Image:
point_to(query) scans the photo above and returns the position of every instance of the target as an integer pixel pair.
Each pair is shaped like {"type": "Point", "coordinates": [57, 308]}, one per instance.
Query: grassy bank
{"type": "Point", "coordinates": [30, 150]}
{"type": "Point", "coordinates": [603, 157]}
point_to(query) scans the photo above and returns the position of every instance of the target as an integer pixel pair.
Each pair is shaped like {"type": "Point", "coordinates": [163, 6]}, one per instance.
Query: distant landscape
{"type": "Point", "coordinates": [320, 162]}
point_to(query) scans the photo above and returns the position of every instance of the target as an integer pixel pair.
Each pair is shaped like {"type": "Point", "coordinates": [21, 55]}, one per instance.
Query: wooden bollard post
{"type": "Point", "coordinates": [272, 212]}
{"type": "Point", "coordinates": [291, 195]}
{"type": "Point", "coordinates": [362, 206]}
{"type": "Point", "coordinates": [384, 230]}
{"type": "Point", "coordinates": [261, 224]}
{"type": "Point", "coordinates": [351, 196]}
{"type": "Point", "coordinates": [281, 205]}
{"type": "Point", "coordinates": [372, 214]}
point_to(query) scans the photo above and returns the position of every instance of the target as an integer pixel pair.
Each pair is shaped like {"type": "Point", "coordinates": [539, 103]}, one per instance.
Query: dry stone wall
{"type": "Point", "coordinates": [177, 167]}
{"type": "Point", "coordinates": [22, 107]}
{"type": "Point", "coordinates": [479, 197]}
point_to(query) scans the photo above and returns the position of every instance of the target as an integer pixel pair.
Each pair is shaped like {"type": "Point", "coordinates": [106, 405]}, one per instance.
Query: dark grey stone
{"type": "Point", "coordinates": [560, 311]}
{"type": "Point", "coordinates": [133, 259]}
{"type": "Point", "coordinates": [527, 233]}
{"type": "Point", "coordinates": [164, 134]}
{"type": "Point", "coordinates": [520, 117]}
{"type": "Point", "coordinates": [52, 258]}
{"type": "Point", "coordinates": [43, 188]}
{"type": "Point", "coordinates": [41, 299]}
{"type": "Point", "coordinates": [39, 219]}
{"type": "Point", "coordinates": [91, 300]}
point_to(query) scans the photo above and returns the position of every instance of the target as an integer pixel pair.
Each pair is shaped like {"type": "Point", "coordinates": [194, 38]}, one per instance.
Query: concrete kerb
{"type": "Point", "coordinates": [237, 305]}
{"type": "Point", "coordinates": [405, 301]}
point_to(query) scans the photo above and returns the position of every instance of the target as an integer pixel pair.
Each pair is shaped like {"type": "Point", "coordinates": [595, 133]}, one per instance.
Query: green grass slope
---------------
### YOUR TASK
Each line from the one that contains "Query: concrete kerb" through the end of the records must be repeated exactly. No other line belongs in the answer.

### YOUR SOLUTION
Query: concrete kerb
{"type": "Point", "coordinates": [237, 305]}
{"type": "Point", "coordinates": [405, 301]}
point_to(query) scans the photo above and returns the position of every instance of the target as an integer pixel pair.
Each pair is shaped like {"type": "Point", "coordinates": [595, 133]}, one per instance.
Query: green grass slope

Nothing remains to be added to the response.